- Requirement -
Retype each entry below exactly as it stands.

-- START --

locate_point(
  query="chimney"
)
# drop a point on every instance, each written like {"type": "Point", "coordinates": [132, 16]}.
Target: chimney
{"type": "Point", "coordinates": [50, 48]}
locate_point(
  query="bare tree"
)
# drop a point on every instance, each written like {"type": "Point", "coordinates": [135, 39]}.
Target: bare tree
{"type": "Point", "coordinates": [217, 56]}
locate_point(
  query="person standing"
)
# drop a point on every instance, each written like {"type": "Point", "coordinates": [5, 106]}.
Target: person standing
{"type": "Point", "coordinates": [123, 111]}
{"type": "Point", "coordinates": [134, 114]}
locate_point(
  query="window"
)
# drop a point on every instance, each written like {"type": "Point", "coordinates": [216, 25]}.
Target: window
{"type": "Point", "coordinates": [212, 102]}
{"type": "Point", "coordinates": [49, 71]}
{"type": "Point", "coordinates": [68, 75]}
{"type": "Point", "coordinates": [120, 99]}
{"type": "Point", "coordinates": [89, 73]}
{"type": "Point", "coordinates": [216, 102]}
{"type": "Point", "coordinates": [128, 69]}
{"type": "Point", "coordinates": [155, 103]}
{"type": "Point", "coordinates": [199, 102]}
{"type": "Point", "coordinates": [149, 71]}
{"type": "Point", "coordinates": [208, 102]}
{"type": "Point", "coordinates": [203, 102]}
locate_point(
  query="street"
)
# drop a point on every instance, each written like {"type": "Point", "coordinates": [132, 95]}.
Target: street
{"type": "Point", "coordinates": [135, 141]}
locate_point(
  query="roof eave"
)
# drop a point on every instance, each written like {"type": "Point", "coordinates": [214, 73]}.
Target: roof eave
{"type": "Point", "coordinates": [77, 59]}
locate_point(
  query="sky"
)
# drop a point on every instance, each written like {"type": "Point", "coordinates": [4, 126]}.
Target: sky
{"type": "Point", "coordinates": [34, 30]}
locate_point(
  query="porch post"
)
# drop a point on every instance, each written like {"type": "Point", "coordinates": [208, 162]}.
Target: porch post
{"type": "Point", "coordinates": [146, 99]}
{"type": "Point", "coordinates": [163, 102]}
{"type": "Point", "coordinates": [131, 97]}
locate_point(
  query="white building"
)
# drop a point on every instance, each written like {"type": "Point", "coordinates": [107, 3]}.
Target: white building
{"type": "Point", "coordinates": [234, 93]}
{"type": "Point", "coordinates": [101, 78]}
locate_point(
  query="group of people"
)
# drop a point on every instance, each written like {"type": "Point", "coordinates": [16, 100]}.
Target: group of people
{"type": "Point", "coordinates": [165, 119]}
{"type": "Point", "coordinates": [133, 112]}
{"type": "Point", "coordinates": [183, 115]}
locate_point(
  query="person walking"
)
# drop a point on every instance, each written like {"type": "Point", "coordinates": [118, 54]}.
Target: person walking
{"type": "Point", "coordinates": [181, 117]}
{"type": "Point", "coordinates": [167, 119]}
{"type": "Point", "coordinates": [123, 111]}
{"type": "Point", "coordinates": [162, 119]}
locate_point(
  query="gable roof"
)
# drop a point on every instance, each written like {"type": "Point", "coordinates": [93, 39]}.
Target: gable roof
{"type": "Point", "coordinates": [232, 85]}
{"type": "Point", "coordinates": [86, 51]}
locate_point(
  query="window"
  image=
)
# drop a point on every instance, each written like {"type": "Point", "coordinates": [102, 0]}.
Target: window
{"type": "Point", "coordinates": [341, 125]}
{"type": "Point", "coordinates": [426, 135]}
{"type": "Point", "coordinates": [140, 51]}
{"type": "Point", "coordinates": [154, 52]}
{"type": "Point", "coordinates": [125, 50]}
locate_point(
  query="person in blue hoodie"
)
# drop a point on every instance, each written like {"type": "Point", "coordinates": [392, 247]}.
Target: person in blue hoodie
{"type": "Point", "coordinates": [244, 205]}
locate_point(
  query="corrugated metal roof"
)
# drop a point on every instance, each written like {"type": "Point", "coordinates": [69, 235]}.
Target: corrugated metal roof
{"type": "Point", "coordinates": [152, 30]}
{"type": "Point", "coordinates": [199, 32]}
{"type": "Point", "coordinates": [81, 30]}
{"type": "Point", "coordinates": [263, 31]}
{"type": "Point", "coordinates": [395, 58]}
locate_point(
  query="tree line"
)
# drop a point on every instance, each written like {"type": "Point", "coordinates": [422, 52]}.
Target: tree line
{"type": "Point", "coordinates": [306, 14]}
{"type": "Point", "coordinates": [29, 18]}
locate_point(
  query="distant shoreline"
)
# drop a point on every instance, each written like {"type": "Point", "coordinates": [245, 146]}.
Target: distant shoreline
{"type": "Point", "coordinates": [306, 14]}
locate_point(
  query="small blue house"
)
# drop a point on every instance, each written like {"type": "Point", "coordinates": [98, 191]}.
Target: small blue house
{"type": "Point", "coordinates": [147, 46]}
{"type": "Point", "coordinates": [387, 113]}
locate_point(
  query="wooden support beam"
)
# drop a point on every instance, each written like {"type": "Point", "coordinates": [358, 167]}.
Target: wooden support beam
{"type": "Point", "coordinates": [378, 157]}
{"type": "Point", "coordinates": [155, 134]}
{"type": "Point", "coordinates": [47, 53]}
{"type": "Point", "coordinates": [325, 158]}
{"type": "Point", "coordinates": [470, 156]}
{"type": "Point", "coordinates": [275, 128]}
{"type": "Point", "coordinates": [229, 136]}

-- END --

- Worked solution -
locate_point(
  query="chimney"
)
# drop a point on every instance, each written like {"type": "Point", "coordinates": [132, 16]}.
Target: chimney
{"type": "Point", "coordinates": [50, 48]}
locate_point(
  query="bare tree"
)
# drop a point on every instance, each written like {"type": "Point", "coordinates": [135, 39]}.
Target: bare tree
{"type": "Point", "coordinates": [217, 56]}
locate_point(
  query="person standing"
)
# drop a point on every instance, each written like {"type": "Point", "coordinates": [5, 106]}.
Target: person standing
{"type": "Point", "coordinates": [123, 111]}
{"type": "Point", "coordinates": [134, 114]}
locate_point(
  query="window"
)
# drop a point on every instance, each written like {"type": "Point", "coordinates": [216, 25]}.
Target: window
{"type": "Point", "coordinates": [212, 102]}
{"type": "Point", "coordinates": [49, 71]}
{"type": "Point", "coordinates": [68, 75]}
{"type": "Point", "coordinates": [120, 99]}
{"type": "Point", "coordinates": [89, 73]}
{"type": "Point", "coordinates": [216, 102]}
{"type": "Point", "coordinates": [128, 69]}
{"type": "Point", "coordinates": [155, 103]}
{"type": "Point", "coordinates": [199, 102]}
{"type": "Point", "coordinates": [149, 71]}
{"type": "Point", "coordinates": [208, 102]}
{"type": "Point", "coordinates": [203, 102]}
locate_point(
  query="street"
)
# drop a point on every instance, each written like {"type": "Point", "coordinates": [132, 95]}.
Target: street
{"type": "Point", "coordinates": [135, 141]}
locate_point(
  query="roof eave"
)
# drop a point on every instance, each written like {"type": "Point", "coordinates": [214, 73]}.
Target: roof eave
{"type": "Point", "coordinates": [77, 59]}
locate_point(
  query="sky"
)
# drop a point on every instance, each written like {"type": "Point", "coordinates": [4, 126]}.
Target: sky
{"type": "Point", "coordinates": [34, 30]}
locate_point(
  query="porch post"
)
# drop a point on every instance, each written like {"type": "Point", "coordinates": [208, 162]}.
Target: porch post
{"type": "Point", "coordinates": [146, 99]}
{"type": "Point", "coordinates": [163, 102]}
{"type": "Point", "coordinates": [131, 97]}
locate_point(
  query="white building"
)
# drop a point on every instance, each written like {"type": "Point", "coordinates": [107, 3]}.
Target: white building
{"type": "Point", "coordinates": [234, 93]}
{"type": "Point", "coordinates": [101, 78]}
locate_point(
  query="group of people"
)
# drop a point on every instance, each written like {"type": "Point", "coordinates": [16, 100]}.
Target: group of people
{"type": "Point", "coordinates": [165, 119]}
{"type": "Point", "coordinates": [133, 112]}
{"type": "Point", "coordinates": [183, 115]}
locate_point(
  query="person walking"
)
# drop a point on every instance, each written like {"type": "Point", "coordinates": [118, 54]}.
Target: person walking
{"type": "Point", "coordinates": [181, 117]}
{"type": "Point", "coordinates": [167, 119]}
{"type": "Point", "coordinates": [123, 111]}
{"type": "Point", "coordinates": [162, 119]}
locate_point(
  query="gable roof"
)
# drop a point on every instance, each written like {"type": "Point", "coordinates": [93, 39]}.
Target: gable roof
{"type": "Point", "coordinates": [232, 85]}
{"type": "Point", "coordinates": [86, 51]}
locate_point(
  query="window"
  image=
)
# drop a point on every instance, each written like {"type": "Point", "coordinates": [102, 0]}.
Target: window
{"type": "Point", "coordinates": [341, 125]}
{"type": "Point", "coordinates": [426, 135]}
{"type": "Point", "coordinates": [140, 51]}
{"type": "Point", "coordinates": [154, 52]}
{"type": "Point", "coordinates": [125, 50]}
locate_point(
  query="person in blue hoodie"
)
# drop a point on every instance, each written like {"type": "Point", "coordinates": [392, 247]}.
Target: person in blue hoodie
{"type": "Point", "coordinates": [244, 205]}
locate_point(
  query="corrugated metal roof"
)
# drop a point on every instance, each written like {"type": "Point", "coordinates": [69, 235]}.
Target: corrugated metal roof
{"type": "Point", "coordinates": [152, 30]}
{"type": "Point", "coordinates": [199, 32]}
{"type": "Point", "coordinates": [81, 30]}
{"type": "Point", "coordinates": [263, 31]}
{"type": "Point", "coordinates": [395, 58]}
locate_point(
  query="tree line"
)
# drop a point on every instance, each written like {"type": "Point", "coordinates": [422, 52]}.
Target: tree line
{"type": "Point", "coordinates": [306, 14]}
{"type": "Point", "coordinates": [29, 18]}
locate_point(
  query="distant shoreline"
)
# drop a point on every instance, each written like {"type": "Point", "coordinates": [245, 146]}.
Target: distant shoreline
{"type": "Point", "coordinates": [306, 14]}
locate_point(
  query="small blue house"
)
# drop a point on every instance, each written like {"type": "Point", "coordinates": [98, 191]}.
Target: small blue house
{"type": "Point", "coordinates": [147, 46]}
{"type": "Point", "coordinates": [387, 113]}
locate_point(
  query="wooden support beam"
)
# drop a point on every instance, each written like {"type": "Point", "coordinates": [358, 167]}.
Target: wooden support beam
{"type": "Point", "coordinates": [378, 157]}
{"type": "Point", "coordinates": [155, 134]}
{"type": "Point", "coordinates": [47, 53]}
{"type": "Point", "coordinates": [325, 158]}
{"type": "Point", "coordinates": [470, 156]}
{"type": "Point", "coordinates": [275, 128]}
{"type": "Point", "coordinates": [229, 136]}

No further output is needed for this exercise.